#### PAGE TEXT
Siobhan Benita: NHS backlash fuels independent bid for London Mayor

After quitting Whitehall in protest, she tells Matt Chorley why she's aiming for City Hall

The senior civil servant who quit Whitehall in protest at the coalition's NHS reforms believes her bid to become Mayor of London could be the catalyst for a wave of independent politicians to sweep to power. Siobhan Benita, who was dismayed at Andrew Lansley's plans to hand £60bn in health spending to GPs, claimed there is a "real groundswell of support for independent voices".

Last month, The Independent on Sunday revealed a group of doctors opposed to the reforms were planning to stand at the next general election in the hopes of unseating up to 50 Tory and Lib Dem MPs. They condemned the Health and Social Care Act as an "embarrassment to democracy". Ms Benita said the GP campaign showed how strongly they feel "against some of the shambolic policies of this government... I am tapping into that public mood".

She was dismissed as a rank outsider in the contest's early stages, but bookies have slashed her odds from 500-1 to 25-1, putting her at third favourite behind the Tory Boris Johnson and Labour's Ken Livingstone. However, election rules have all but barred her from TV and radio programmes, which rely on a party's previous election performance.
########
#### PROVIDED RECORDS
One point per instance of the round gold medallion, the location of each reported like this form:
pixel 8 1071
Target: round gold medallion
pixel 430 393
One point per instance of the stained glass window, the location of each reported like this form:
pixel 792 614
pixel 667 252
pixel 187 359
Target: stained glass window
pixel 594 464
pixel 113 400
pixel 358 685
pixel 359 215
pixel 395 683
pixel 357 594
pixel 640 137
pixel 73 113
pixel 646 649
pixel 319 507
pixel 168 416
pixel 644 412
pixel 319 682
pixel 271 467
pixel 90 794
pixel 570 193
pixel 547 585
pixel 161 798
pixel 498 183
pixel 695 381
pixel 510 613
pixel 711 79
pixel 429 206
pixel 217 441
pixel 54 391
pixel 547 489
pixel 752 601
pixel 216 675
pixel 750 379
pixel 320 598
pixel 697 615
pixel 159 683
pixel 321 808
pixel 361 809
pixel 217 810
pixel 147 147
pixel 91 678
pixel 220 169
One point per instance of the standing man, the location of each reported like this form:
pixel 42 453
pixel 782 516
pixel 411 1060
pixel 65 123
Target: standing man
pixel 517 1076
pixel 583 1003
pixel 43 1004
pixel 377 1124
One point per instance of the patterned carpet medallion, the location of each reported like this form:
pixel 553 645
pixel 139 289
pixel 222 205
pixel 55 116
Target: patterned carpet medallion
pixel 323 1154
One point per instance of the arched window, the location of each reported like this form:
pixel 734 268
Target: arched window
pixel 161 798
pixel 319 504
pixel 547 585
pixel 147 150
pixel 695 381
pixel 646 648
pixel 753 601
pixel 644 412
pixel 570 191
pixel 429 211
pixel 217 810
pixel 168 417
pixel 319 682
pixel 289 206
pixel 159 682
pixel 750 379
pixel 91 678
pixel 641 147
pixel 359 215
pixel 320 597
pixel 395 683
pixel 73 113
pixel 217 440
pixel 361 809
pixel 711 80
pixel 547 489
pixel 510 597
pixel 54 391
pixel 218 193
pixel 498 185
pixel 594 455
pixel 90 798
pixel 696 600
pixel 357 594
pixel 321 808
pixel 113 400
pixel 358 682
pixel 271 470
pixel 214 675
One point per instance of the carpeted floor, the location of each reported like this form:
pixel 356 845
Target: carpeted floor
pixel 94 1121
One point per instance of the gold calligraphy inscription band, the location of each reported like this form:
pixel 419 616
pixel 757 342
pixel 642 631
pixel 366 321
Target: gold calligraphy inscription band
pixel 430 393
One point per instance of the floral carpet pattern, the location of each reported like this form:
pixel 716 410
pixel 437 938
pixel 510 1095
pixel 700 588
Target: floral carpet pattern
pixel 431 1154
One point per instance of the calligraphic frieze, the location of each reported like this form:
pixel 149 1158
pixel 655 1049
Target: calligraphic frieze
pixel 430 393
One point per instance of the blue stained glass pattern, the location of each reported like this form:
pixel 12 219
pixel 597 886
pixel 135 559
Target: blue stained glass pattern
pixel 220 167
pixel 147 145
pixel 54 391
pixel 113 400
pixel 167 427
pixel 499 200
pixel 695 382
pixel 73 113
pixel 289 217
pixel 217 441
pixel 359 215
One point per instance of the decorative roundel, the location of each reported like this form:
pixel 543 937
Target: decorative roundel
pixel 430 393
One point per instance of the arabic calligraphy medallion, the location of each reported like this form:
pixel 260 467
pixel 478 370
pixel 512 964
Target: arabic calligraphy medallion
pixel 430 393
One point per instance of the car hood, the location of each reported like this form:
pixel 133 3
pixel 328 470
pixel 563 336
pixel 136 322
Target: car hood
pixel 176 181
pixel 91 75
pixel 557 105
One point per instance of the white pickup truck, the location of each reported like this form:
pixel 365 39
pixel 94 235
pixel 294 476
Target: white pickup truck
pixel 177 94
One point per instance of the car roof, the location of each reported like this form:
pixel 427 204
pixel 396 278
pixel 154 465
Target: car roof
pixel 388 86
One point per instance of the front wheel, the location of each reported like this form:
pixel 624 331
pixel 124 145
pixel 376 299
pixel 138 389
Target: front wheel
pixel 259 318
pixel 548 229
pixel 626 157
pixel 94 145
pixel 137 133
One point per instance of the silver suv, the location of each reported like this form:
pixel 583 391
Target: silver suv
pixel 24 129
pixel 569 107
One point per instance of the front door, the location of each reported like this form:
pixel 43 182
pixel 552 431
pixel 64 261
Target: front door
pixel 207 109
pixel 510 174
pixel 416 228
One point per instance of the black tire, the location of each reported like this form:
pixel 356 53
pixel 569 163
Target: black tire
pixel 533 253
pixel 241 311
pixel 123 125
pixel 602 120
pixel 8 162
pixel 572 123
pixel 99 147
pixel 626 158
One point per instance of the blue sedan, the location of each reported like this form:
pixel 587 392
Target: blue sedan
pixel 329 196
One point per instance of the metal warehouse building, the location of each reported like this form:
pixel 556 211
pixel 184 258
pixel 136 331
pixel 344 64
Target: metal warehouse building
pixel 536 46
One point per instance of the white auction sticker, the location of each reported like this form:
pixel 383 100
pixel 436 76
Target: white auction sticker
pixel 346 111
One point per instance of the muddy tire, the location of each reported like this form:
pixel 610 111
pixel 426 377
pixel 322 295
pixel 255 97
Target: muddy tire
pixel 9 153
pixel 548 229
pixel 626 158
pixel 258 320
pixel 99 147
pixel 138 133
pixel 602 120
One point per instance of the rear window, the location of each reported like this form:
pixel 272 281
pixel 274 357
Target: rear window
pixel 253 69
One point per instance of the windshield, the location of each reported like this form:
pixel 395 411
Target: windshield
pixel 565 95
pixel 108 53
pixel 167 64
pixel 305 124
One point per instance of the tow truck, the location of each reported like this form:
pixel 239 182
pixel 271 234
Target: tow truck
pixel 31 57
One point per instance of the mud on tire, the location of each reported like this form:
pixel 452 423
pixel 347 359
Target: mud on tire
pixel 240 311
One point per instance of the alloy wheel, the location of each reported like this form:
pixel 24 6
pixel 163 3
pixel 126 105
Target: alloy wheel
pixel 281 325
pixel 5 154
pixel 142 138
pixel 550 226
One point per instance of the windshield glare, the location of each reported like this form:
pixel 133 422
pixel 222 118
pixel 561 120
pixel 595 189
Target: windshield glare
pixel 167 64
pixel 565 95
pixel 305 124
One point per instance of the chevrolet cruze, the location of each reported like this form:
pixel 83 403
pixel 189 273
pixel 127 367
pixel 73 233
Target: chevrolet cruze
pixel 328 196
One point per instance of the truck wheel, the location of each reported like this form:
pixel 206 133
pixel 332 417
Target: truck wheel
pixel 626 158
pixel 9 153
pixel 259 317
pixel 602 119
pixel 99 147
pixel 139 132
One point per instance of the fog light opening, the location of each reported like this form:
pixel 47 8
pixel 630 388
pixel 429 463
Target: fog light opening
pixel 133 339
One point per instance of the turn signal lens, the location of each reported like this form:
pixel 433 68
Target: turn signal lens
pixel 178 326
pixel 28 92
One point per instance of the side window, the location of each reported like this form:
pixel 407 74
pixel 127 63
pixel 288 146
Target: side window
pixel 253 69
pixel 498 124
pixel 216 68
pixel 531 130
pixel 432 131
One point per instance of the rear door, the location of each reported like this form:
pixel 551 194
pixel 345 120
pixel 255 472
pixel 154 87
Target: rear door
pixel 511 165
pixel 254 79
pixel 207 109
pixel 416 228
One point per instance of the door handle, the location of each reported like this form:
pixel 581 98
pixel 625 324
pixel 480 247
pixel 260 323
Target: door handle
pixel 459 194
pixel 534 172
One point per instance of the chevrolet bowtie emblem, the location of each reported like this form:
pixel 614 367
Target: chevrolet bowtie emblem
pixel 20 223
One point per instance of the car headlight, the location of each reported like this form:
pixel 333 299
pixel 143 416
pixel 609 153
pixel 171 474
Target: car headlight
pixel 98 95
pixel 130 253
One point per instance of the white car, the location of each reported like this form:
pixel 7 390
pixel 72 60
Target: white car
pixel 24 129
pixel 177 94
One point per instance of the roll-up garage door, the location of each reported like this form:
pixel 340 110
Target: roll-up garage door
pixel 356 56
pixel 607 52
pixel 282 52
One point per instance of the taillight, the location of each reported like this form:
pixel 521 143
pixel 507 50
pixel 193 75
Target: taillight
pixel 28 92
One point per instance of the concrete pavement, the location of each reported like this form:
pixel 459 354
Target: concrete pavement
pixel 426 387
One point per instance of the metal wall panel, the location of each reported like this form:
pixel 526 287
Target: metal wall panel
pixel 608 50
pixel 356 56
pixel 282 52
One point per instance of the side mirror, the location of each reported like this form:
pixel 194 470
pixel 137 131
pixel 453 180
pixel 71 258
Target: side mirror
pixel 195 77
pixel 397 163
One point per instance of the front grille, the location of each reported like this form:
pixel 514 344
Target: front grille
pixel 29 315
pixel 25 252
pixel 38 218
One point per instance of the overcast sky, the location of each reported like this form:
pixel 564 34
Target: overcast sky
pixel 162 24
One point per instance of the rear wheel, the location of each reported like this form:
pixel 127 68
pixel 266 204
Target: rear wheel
########
#### PROVIDED RECORDS
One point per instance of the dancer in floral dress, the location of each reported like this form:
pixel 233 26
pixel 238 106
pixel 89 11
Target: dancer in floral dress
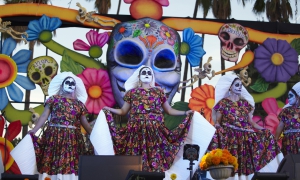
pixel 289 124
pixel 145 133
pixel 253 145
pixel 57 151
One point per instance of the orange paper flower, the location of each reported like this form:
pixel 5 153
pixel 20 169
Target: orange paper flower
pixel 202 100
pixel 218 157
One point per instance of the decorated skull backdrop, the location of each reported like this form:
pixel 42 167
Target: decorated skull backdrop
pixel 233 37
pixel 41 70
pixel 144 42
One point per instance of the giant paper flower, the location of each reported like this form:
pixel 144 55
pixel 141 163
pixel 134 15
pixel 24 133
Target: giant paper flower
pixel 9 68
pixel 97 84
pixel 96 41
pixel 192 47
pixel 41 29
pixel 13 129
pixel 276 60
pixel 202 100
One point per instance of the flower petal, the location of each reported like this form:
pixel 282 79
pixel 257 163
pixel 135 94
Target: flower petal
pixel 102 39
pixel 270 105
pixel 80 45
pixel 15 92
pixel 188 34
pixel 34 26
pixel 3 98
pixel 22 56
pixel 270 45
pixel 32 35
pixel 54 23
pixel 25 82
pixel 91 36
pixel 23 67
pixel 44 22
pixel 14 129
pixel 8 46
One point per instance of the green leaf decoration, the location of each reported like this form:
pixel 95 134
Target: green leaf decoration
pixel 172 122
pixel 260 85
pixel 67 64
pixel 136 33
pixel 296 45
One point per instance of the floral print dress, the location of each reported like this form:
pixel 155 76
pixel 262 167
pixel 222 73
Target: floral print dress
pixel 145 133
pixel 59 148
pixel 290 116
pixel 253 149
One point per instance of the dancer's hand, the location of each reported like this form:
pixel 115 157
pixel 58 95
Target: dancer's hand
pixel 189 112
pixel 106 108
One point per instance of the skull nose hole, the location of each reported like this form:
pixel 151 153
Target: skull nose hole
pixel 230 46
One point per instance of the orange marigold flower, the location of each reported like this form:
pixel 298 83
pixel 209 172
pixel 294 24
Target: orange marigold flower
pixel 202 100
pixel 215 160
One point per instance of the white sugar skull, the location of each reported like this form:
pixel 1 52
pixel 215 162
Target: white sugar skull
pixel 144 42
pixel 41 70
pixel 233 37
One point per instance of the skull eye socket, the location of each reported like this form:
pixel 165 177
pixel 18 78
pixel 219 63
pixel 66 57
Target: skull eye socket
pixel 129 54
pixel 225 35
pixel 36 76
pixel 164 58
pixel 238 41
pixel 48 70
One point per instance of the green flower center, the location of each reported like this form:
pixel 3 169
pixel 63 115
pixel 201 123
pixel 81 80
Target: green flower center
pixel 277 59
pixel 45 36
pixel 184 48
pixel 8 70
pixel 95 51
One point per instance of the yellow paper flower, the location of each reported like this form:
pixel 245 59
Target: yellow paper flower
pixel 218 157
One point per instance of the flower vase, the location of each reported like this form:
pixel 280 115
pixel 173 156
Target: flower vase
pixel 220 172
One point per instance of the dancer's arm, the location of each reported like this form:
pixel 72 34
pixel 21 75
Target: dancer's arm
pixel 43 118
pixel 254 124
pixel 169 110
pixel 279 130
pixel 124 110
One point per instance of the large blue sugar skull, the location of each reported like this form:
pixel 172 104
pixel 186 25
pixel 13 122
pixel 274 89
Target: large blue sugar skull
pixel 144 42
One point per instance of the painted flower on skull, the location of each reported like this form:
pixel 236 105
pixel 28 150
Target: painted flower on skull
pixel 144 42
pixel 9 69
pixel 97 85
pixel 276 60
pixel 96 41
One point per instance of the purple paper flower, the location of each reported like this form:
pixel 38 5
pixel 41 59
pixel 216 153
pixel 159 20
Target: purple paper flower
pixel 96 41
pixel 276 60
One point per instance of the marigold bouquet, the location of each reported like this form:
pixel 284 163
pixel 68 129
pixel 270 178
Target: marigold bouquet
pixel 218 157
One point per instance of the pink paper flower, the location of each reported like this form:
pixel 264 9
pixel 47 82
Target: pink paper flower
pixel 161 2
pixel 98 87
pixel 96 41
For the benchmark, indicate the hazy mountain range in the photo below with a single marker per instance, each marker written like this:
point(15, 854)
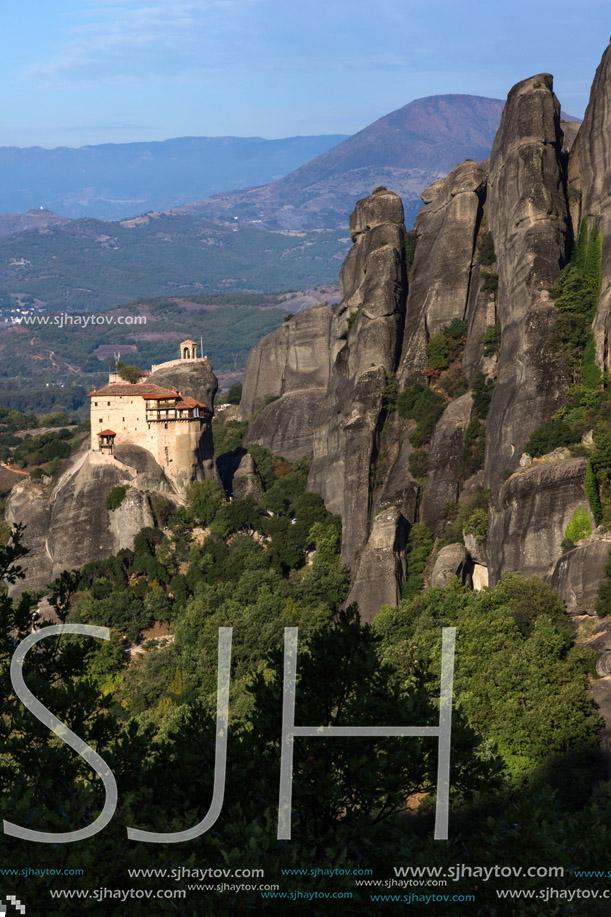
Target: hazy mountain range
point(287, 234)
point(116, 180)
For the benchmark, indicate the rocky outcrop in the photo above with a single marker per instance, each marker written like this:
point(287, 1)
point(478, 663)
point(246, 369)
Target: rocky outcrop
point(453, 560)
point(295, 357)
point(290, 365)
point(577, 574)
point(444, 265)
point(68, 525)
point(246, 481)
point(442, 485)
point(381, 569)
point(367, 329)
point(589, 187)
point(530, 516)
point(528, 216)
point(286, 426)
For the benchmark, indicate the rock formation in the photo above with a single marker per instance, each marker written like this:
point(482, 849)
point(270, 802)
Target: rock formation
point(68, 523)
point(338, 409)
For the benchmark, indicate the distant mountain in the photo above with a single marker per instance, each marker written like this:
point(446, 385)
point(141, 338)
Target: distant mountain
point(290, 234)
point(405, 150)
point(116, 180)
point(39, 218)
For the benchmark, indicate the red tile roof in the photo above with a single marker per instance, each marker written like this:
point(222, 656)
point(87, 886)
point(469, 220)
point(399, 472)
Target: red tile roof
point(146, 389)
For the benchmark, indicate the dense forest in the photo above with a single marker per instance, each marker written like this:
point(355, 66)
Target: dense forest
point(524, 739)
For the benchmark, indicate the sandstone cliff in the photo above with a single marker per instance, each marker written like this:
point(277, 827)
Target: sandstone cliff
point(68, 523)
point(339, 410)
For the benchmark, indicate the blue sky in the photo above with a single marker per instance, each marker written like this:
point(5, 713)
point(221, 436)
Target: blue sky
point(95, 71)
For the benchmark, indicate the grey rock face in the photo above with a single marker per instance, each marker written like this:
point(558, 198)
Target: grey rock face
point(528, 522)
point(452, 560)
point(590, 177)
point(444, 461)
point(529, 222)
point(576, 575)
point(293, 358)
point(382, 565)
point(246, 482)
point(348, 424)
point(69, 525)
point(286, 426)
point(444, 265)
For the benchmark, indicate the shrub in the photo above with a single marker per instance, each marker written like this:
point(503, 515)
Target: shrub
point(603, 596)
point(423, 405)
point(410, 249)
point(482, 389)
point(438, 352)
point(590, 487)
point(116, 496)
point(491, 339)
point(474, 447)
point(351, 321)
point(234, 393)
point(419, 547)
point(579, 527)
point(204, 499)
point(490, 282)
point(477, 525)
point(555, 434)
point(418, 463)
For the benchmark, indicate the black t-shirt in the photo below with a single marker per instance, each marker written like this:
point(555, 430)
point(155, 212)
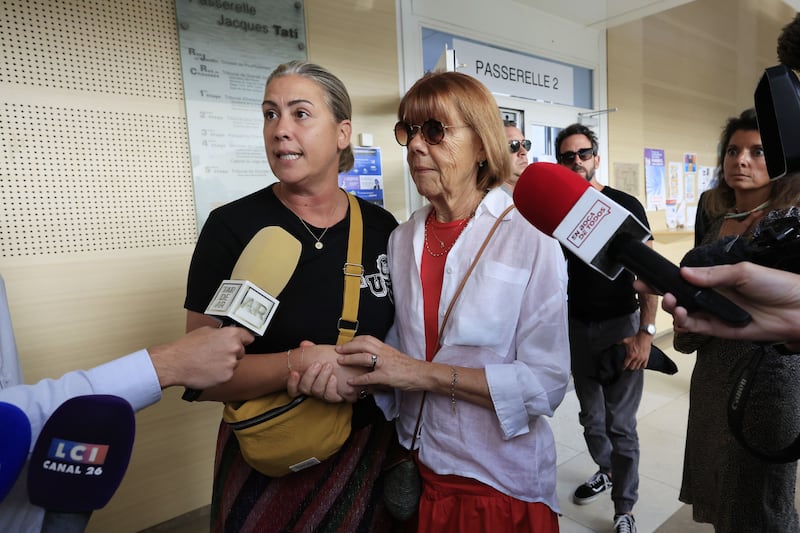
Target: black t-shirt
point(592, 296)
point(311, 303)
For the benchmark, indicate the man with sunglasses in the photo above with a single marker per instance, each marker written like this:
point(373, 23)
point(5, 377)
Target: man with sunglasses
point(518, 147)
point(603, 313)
########
## [YOUR GOAL]
Retype the entire article about Siobhan Benita's bid for London Mayor word for word. These items have no connection to the article about Siobhan Benita.

## [REPLY]
Siobhan Benita: NHS backlash fuels independent bid for London Mayor

After quitting Whitehall in protest, she tells Matt Chorley why she's aiming for City Hall

The senior civil servant who quit Whitehall in protest at the coalition's NHS reforms believes her bid to become Mayor of London could be the catalyst for a wave of independent politicians to sweep to power. Siobhan Benita, who was dismayed at Andrew Lansley's plans to hand £60bn in health spending to GPs, claimed there is a "real groundswell of support for independent voices".

Last month, The Independent on Sunday revealed a group of doctors opposed to the reforms were planning to stand at the next general election in the hopes of unseating up to 50 Tory and Lib Dem MPs. They condemned the Health and Social Care Act as an "embarrassment to democracy". Ms Benita said the GP campaign showed how strongly they feel "against some of the shambolic policies of this government... I am tapping into that public mood".

She was dismissed as a rank outsider in the contest's early stages, but bookies have slashed her odds from 500-1 to 25-1, putting her at third favourite behind the Tory Boris Johnson and Labour's Ken Livingstone. However, election rules have all but barred her from TV and radio programmes, which rely on a party's previous election performance.